> _EXERCISE REQUIREMENTS_
Print the lines below exactly as written, with none missing.

**** THE DATA

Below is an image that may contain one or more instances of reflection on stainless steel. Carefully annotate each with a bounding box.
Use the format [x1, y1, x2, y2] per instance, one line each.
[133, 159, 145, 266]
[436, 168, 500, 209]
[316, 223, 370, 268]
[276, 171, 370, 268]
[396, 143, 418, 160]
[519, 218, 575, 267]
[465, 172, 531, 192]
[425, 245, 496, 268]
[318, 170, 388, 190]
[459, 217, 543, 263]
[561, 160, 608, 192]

********

> _RESPONSE_
Below is an image that may contain one or more instances of reflection on stainless steel. Carefully annotate each with a bounding box.
Use the format [x1, y1, x2, y2] per instance, one line each.
[133, 159, 145, 266]
[436, 168, 500, 209]
[316, 223, 370, 268]
[276, 171, 370, 268]
[396, 143, 418, 160]
[519, 218, 575, 267]
[465, 172, 531, 192]
[425, 245, 496, 268]
[318, 170, 388, 190]
[459, 217, 543, 263]
[561, 160, 608, 192]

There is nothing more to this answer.